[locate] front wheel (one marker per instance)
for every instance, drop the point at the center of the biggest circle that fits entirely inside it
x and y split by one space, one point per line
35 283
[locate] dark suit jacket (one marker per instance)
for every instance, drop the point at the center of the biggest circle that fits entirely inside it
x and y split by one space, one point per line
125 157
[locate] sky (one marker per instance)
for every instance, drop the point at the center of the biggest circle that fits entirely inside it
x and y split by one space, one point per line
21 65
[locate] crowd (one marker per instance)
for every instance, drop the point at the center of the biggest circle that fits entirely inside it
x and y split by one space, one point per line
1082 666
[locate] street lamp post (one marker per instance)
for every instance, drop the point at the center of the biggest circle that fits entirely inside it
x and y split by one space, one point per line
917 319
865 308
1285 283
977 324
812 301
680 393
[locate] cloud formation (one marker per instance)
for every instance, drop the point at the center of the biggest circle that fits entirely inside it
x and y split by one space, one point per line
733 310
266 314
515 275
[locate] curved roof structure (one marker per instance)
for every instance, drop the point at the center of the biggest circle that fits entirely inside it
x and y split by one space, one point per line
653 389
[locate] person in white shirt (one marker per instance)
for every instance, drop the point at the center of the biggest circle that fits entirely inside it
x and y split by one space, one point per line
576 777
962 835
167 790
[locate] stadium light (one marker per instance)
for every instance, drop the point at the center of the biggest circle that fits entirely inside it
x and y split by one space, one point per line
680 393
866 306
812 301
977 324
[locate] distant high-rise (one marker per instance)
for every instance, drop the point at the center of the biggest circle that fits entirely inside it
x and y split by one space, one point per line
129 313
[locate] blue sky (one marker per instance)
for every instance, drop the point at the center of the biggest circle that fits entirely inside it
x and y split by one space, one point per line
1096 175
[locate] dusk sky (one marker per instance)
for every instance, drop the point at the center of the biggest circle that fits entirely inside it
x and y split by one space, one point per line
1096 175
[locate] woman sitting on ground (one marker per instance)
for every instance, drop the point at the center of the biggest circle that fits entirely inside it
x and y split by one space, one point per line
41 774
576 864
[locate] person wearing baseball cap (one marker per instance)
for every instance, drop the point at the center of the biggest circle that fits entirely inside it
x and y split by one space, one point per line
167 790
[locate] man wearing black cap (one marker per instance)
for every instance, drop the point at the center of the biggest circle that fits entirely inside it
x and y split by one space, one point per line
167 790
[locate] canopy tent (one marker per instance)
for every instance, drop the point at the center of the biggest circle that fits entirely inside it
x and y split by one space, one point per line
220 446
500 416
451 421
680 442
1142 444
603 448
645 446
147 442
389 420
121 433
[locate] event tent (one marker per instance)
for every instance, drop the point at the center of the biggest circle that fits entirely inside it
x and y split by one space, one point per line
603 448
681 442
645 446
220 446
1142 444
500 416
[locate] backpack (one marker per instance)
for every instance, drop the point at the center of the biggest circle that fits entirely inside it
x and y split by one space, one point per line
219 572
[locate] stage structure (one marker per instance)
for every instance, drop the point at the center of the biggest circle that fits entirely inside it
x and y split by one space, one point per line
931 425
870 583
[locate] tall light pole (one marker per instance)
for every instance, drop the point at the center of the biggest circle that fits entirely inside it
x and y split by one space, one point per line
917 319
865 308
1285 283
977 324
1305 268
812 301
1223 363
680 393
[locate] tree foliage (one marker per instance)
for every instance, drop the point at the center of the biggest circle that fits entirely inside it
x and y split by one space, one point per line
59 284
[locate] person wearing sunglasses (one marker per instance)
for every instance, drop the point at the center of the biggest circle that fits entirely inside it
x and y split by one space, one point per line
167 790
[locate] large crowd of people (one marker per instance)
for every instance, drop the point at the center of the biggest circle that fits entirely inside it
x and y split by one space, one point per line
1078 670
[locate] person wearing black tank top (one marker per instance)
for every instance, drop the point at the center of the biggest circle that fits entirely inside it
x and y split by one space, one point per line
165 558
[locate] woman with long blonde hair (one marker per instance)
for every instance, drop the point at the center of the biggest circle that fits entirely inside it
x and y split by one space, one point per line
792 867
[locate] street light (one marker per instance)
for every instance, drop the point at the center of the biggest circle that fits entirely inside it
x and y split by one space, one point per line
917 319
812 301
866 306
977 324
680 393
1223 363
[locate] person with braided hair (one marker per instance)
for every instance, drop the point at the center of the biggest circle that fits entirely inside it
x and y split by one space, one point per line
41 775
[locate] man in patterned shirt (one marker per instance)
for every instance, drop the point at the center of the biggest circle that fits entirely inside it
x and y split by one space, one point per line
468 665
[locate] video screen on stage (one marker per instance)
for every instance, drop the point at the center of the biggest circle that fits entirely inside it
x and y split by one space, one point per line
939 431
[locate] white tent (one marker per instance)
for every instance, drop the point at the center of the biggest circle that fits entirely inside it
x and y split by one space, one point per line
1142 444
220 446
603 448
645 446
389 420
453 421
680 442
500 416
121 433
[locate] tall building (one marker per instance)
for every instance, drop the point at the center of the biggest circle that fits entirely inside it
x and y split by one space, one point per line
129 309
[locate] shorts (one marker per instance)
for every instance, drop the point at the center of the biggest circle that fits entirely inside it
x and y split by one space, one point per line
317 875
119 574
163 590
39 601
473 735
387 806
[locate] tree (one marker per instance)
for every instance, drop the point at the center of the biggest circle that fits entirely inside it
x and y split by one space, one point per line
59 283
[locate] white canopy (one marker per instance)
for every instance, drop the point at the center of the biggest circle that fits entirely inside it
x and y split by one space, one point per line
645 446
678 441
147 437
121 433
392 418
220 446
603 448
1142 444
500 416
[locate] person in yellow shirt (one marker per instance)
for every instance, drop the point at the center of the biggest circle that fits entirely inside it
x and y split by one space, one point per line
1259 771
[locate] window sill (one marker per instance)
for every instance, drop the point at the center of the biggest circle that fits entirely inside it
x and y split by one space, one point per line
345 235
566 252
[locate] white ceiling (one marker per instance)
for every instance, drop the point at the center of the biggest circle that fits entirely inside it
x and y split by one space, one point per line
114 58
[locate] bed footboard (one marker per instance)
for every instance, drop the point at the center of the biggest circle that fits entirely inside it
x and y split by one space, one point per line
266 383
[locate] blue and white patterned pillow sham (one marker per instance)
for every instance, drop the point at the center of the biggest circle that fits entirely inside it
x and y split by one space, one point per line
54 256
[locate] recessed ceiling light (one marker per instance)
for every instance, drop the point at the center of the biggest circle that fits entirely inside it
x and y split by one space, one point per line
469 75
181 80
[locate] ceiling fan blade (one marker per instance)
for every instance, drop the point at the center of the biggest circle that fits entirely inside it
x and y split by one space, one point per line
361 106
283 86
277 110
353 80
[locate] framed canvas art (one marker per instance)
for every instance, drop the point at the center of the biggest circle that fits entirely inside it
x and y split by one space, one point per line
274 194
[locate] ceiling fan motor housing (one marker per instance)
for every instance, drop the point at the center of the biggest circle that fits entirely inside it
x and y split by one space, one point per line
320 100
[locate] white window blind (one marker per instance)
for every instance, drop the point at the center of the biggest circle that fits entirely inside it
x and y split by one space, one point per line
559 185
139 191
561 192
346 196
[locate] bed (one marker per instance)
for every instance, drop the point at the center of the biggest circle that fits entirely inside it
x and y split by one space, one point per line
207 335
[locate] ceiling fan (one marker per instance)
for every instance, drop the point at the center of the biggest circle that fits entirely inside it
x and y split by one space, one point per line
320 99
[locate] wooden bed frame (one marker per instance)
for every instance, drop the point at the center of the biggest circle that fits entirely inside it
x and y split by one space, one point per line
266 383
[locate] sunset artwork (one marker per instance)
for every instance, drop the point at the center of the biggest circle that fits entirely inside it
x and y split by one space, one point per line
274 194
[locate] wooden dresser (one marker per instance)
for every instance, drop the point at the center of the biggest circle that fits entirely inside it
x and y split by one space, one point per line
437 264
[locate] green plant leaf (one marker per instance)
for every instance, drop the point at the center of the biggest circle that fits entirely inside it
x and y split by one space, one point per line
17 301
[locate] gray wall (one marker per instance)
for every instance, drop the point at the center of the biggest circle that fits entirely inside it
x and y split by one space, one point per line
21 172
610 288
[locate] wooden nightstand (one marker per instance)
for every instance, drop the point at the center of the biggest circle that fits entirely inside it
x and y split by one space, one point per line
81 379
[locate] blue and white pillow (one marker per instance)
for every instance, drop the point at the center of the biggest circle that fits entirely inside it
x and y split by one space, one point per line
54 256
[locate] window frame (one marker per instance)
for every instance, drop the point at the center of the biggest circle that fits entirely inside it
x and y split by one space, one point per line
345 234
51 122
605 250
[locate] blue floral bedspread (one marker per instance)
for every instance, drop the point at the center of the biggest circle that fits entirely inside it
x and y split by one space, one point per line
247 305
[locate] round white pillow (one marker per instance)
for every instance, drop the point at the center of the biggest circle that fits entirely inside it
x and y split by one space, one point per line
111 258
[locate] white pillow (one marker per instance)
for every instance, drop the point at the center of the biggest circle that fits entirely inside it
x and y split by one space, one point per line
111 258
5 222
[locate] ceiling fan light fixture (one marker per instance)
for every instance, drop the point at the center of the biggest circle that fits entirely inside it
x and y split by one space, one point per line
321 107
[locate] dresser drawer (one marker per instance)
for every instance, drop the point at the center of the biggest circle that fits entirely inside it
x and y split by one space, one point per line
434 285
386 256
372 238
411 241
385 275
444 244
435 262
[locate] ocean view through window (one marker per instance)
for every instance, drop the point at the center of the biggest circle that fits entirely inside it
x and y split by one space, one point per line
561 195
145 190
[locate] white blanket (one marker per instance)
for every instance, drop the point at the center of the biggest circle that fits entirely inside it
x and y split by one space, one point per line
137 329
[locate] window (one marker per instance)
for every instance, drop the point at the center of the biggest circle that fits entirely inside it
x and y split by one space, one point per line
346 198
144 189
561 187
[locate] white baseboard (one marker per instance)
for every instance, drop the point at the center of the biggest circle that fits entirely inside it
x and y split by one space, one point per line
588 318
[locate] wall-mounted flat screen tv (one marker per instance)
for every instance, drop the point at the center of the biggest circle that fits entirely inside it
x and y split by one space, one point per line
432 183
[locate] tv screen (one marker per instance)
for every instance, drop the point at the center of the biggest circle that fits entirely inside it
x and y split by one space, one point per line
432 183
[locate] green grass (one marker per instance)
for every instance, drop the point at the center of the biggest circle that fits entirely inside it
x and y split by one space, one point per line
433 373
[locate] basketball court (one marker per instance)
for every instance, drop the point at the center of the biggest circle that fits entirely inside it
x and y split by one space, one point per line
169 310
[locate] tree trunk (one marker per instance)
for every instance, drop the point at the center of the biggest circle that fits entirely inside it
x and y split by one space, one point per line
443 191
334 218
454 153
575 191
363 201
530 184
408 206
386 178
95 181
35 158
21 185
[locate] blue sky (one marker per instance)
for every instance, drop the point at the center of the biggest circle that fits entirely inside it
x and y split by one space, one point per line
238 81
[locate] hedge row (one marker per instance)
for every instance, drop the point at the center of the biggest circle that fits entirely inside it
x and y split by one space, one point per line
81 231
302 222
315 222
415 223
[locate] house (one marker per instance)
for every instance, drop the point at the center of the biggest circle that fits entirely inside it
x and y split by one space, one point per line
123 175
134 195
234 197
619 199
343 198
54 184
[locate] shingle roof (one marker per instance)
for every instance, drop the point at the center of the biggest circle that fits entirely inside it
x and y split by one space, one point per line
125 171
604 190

**What you have to do**
Rescale everything from the line containing "[locate] tree trunk (one marker per instance)" down to the end of the items. Reproduce only those lines, requests included, with each point coordinate multiplied by 1.9 and rounded to a whole number, halves going up.

**Answer for the task**
[locate] tree trunk (one marker per instance)
for every instance, drop the point at the center of the biggest circle that fits entirely inside it
x and y split by one space, one point per line
842 363
635 414
863 291
1093 363
690 382
1007 350
775 391
733 338
181 344
67 300
40 352
[locate] blue sky (one marker per instance)
for every instance, drop the point at the center of the biggest circle that fits entirely inside it
x and y split by one space, one point per line
452 154
[locate] hedge row (one marker per instance)
for every instance, drop the point at the center of the biggest circle that fits entirely inside it
x and y split by one space, one point per line
154 439
574 422
599 422
789 424
[locate] house (one marker per instance)
for every instance, drop the point at the center of the biggest circle that fits entirely inside it
x and y split by one space, one point per line
234 333
255 371
445 374
1176 378
652 376
103 350
[locate] shingle roof (one marker per instance)
for every instance, drop the point at the center of the biggest circle that fits entirely inside it
x and y split by one space, one point per line
238 325
1148 361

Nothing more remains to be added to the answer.